* _ABOUT THIS TASK_
Do the following statements agree with the passage about Fort Girardeau below? Answer yes or no for each and quote the deciding words from the passage. 1. Fort D is the only one of the forts still remaining. 2. The Bill Emerson Memorial Bridge stands downstream of Fort D. 3. The stone fort at the center of the site was built during the Civil War.

* _PASSAGE_
-*-
Friday, January 15, 2010

Fort Girardeau

Once the Civil War broke out, the cities of the border states came into play, nowhere more than in Missouri. The major cities were fortified and the populations - of St. Louis and elsewhere - were put under marshal law.

In connection with my interest in the River War, I checked out Cape Girardeau, where the Federals moved to secure the city with a system of forts - Forts A, B, C, and D - and batteries called Fort Girardeau. Fort D, the principal fort and the only one remaining, is on high bluffs overlooking the Mississippi, some miles upriver from the convergence with the Ohio River at Cairo. It has a commanding view of the Missisippi and the new bridge over the river (the handsome Bill Emerson Memorial Bridge) is a little upstream.



Today's Fort D is located in a poor part of town, maintained by the city and the American Legion. A stone fort at the center of the site and stone gates were built in the 1930's by the WPA.
-*-
* _DATA SECTION_
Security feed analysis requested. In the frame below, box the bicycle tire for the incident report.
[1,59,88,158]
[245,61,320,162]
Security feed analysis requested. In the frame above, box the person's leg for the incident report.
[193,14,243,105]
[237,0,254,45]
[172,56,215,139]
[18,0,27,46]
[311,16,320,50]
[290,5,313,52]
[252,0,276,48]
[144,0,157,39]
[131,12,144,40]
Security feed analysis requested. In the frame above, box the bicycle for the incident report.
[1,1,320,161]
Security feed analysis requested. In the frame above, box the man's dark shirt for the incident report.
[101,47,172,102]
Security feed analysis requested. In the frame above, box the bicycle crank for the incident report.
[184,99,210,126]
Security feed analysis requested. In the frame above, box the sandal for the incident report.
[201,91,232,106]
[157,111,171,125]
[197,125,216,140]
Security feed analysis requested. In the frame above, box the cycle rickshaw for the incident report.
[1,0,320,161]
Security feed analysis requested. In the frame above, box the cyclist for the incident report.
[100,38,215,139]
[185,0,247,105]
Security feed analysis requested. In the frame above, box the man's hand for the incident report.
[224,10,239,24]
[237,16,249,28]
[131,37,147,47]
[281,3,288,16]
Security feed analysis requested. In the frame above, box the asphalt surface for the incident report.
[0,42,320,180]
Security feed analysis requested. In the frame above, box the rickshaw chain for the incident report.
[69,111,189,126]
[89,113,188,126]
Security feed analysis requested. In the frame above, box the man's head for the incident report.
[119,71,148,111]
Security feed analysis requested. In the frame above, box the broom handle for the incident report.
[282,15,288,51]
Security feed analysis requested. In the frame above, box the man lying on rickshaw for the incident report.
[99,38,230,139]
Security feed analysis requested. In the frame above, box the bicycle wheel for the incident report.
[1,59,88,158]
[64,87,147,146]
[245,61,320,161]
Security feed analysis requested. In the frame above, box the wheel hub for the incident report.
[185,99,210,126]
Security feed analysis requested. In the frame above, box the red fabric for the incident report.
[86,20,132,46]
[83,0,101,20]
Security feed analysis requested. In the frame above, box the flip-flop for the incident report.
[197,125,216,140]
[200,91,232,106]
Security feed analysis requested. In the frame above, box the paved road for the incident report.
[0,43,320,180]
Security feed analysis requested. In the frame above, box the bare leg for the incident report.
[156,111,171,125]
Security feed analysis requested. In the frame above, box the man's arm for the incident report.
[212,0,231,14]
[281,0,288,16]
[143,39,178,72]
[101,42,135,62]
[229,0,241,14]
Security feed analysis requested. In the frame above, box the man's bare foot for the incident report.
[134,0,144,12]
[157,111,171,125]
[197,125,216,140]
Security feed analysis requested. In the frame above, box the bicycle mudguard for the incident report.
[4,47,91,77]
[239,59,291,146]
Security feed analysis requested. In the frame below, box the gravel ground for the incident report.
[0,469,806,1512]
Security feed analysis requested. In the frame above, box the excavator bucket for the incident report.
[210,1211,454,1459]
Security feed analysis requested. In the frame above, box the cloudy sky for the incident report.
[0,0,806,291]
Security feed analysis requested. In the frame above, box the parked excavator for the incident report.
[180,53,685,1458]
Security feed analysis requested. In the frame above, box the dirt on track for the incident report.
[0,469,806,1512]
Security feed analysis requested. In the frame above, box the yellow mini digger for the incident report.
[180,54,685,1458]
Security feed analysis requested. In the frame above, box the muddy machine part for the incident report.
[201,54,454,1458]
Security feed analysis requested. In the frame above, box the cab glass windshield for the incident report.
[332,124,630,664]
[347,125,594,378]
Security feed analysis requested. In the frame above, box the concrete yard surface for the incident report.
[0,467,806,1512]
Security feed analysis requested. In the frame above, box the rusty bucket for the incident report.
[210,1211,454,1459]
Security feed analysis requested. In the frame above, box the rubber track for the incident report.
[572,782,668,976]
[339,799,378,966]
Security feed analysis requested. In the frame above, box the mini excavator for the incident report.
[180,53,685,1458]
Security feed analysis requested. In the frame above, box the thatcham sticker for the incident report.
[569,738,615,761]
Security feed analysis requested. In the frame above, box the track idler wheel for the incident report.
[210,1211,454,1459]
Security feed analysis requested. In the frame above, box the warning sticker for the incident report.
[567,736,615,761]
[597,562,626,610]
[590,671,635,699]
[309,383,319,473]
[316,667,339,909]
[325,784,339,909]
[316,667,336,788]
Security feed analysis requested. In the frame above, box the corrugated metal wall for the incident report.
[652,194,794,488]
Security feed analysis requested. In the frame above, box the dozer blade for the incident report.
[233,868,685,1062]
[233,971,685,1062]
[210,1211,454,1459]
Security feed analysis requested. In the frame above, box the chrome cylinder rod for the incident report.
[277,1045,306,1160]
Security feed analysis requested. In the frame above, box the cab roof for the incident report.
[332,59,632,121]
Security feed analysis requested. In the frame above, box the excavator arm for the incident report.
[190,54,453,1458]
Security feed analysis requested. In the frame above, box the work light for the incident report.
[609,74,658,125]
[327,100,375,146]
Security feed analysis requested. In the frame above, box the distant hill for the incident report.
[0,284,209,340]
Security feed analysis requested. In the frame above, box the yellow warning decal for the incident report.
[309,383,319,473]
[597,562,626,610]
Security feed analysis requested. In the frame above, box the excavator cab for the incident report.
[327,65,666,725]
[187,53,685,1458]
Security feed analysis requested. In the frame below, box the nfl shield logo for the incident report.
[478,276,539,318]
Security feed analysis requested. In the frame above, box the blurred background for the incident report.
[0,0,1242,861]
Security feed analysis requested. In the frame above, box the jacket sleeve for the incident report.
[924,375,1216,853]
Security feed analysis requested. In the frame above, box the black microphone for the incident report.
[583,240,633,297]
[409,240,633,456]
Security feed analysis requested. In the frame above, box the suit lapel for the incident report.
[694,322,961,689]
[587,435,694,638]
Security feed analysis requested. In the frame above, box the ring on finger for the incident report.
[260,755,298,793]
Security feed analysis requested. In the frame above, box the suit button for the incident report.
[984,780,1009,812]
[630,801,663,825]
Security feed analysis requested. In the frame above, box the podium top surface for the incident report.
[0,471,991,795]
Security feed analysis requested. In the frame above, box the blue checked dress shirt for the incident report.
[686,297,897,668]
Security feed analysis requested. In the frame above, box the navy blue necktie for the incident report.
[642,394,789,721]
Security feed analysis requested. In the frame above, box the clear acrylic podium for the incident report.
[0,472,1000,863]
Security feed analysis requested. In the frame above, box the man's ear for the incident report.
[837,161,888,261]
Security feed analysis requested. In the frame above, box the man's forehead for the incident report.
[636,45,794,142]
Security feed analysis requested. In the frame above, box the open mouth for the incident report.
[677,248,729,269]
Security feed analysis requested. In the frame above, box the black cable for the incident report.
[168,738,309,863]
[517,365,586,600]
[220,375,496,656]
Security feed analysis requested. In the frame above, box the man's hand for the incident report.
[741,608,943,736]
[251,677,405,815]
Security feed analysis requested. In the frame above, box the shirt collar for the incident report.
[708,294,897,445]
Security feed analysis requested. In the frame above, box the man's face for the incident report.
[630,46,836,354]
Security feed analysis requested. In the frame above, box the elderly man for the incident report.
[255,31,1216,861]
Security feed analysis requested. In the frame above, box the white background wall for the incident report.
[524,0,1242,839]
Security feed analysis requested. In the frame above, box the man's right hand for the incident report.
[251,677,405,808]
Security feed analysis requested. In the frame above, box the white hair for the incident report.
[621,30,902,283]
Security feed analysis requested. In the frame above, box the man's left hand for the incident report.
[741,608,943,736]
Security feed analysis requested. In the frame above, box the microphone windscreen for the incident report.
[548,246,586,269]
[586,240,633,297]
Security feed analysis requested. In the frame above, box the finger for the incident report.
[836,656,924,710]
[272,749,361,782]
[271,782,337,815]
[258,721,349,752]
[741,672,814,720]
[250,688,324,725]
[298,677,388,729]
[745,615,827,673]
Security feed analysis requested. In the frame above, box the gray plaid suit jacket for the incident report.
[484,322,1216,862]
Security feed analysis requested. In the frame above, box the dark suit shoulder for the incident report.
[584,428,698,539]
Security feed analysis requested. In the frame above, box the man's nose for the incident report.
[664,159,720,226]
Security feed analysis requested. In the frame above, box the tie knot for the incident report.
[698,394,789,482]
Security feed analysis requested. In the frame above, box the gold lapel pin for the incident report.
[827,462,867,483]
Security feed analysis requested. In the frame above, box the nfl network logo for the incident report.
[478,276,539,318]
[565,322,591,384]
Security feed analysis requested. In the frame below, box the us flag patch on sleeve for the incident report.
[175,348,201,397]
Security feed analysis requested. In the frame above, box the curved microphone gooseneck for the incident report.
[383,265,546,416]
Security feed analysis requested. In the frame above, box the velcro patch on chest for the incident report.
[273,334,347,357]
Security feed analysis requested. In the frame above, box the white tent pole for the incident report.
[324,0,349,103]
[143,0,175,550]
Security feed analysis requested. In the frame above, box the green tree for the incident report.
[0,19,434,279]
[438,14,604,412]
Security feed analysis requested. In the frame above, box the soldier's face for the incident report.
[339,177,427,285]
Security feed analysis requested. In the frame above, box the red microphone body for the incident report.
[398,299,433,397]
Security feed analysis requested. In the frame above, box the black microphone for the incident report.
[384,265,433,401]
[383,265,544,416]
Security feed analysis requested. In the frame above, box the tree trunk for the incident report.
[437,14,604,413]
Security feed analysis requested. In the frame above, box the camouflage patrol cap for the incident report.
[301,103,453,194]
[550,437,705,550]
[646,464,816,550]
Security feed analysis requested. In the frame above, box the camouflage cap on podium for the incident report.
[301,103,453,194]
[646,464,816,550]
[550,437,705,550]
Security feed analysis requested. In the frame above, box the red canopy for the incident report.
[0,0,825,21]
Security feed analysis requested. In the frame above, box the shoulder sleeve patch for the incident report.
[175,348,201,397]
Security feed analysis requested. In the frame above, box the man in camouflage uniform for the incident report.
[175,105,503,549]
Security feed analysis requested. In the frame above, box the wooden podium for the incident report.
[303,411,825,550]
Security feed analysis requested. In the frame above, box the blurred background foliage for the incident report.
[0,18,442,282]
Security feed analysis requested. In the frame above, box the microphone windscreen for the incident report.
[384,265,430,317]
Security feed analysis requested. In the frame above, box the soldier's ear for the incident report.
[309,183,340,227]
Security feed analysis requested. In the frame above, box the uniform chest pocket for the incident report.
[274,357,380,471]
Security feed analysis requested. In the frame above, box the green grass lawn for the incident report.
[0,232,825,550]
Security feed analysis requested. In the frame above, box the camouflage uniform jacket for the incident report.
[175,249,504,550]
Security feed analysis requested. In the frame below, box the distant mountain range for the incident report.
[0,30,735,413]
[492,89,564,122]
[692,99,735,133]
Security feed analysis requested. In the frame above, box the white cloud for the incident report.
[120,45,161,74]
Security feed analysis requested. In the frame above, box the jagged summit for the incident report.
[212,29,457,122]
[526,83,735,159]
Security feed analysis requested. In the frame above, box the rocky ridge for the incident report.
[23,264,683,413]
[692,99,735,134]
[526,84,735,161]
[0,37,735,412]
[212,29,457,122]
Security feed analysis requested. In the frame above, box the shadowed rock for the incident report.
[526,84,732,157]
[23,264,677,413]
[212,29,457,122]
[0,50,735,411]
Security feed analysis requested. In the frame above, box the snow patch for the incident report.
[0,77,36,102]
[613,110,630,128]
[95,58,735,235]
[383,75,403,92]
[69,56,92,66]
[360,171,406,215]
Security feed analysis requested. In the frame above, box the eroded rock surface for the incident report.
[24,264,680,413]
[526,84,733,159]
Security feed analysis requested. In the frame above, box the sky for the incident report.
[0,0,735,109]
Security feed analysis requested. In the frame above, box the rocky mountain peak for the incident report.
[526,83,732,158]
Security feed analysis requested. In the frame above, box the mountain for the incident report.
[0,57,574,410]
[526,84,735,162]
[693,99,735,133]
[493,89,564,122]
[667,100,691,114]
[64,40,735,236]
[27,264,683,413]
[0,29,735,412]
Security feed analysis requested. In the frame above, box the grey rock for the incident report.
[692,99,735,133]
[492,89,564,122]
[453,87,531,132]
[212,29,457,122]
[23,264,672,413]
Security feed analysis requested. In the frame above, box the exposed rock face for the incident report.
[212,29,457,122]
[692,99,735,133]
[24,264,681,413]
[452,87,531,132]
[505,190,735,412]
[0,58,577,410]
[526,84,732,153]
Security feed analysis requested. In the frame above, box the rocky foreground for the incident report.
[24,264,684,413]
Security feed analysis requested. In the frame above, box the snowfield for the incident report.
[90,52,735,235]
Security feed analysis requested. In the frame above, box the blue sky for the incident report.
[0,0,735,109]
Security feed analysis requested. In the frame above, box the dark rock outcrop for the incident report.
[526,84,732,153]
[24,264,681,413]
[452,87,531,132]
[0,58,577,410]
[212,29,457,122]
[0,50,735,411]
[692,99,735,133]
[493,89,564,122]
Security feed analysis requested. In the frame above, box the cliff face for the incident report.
-*-
* _REPLY_
1. Yes: "the only one remaining"
2. No: "is a little upstream"
3. No: "were built in the 1930's by the WPA"